◆ Stated exercise
Every entry needs to be printed exactly, please.

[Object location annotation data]
◇ ◇ ◇ ◇

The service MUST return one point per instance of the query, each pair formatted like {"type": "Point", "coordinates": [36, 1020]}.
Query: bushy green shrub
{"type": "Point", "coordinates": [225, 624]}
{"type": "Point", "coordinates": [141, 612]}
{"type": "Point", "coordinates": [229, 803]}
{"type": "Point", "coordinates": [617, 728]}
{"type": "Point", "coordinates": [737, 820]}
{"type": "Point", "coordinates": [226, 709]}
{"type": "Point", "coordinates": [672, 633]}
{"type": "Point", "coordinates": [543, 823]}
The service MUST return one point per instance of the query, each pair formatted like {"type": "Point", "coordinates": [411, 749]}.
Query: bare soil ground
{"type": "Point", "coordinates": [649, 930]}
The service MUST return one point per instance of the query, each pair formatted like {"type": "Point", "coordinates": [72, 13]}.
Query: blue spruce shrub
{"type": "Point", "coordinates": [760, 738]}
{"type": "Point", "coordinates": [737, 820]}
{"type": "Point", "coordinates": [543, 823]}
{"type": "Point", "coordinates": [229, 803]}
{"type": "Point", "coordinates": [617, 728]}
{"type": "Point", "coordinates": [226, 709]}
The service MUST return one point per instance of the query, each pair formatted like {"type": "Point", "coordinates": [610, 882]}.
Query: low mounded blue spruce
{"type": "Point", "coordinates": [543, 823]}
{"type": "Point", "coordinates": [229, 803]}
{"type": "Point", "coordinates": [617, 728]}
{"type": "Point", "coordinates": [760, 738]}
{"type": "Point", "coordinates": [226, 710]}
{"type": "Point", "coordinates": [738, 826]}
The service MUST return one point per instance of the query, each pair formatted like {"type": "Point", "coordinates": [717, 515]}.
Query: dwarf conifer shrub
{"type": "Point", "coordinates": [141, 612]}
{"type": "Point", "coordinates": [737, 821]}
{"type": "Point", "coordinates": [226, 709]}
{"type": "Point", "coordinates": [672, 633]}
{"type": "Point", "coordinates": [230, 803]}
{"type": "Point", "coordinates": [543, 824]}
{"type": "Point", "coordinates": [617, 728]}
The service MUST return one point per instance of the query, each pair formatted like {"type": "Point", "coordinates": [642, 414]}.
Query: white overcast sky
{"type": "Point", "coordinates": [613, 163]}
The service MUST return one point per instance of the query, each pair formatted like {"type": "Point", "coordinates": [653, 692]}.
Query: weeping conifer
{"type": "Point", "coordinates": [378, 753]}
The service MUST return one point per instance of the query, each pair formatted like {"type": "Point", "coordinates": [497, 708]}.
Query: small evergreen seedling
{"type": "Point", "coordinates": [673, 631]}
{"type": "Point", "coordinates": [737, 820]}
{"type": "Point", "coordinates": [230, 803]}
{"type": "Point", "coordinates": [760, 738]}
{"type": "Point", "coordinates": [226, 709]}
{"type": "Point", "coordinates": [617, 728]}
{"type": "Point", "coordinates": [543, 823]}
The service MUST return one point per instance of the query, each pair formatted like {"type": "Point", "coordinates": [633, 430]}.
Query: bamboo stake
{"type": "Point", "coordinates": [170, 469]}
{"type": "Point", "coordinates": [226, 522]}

◇ ◇ ◇ ◇

◆ Solution to the exercise
The service MUST return one point per instance of the query, each pair formatted like {"type": "Point", "coordinates": [36, 1020]}.
Query: bushy green shrub
{"type": "Point", "coordinates": [225, 624]}
{"type": "Point", "coordinates": [141, 612]}
{"type": "Point", "coordinates": [229, 803]}
{"type": "Point", "coordinates": [617, 728]}
{"type": "Point", "coordinates": [737, 820]}
{"type": "Point", "coordinates": [226, 709]}
{"type": "Point", "coordinates": [672, 633]}
{"type": "Point", "coordinates": [543, 823]}
The service MUST return one point per instance of the query, each pair formatted like {"type": "Point", "coordinates": [411, 749]}.
Query: bare soil ground
{"type": "Point", "coordinates": [649, 930]}
The service MUST return one point per instance of the query, each pair formatted like {"type": "Point", "coordinates": [72, 13]}.
Query: blue spruce shrub
{"type": "Point", "coordinates": [760, 738]}
{"type": "Point", "coordinates": [737, 820]}
{"type": "Point", "coordinates": [543, 823]}
{"type": "Point", "coordinates": [229, 803]}
{"type": "Point", "coordinates": [617, 728]}
{"type": "Point", "coordinates": [226, 709]}
The service MUST return one point per instance of the query, each pair formatted like {"type": "Point", "coordinates": [610, 882]}.
Query: low mounded blue spruce
{"type": "Point", "coordinates": [543, 823]}
{"type": "Point", "coordinates": [229, 803]}
{"type": "Point", "coordinates": [617, 728]}
{"type": "Point", "coordinates": [760, 738]}
{"type": "Point", "coordinates": [226, 710]}
{"type": "Point", "coordinates": [738, 826]}
The service MUST return one point per instance of the query, each pair formatted like {"type": "Point", "coordinates": [717, 515]}.
Query: dwarf conifer shrub
{"type": "Point", "coordinates": [141, 612]}
{"type": "Point", "coordinates": [737, 821]}
{"type": "Point", "coordinates": [226, 709]}
{"type": "Point", "coordinates": [672, 633]}
{"type": "Point", "coordinates": [230, 803]}
{"type": "Point", "coordinates": [543, 824]}
{"type": "Point", "coordinates": [617, 728]}
The service MUST return one point per instance of the query, each pair formatted like {"type": "Point", "coordinates": [642, 414]}.
Query: white overcast sky
{"type": "Point", "coordinates": [613, 163]}
The service MUST return one point per instance of the query, each pair formatted like {"type": "Point", "coordinates": [653, 692]}.
Query: weeping conifer
{"type": "Point", "coordinates": [378, 753]}
The service MUST return one point per instance of the query, each pair formatted like {"type": "Point", "coordinates": [497, 708]}.
Query: small evergreen seedling
{"type": "Point", "coordinates": [673, 631]}
{"type": "Point", "coordinates": [737, 820]}
{"type": "Point", "coordinates": [230, 803]}
{"type": "Point", "coordinates": [760, 738]}
{"type": "Point", "coordinates": [226, 709]}
{"type": "Point", "coordinates": [617, 728]}
{"type": "Point", "coordinates": [543, 823]}
The service MUST return one point per instance of the query, each pair formatted like {"type": "Point", "coordinates": [633, 430]}.
Query: bamboo stake
{"type": "Point", "coordinates": [170, 469]}
{"type": "Point", "coordinates": [226, 522]}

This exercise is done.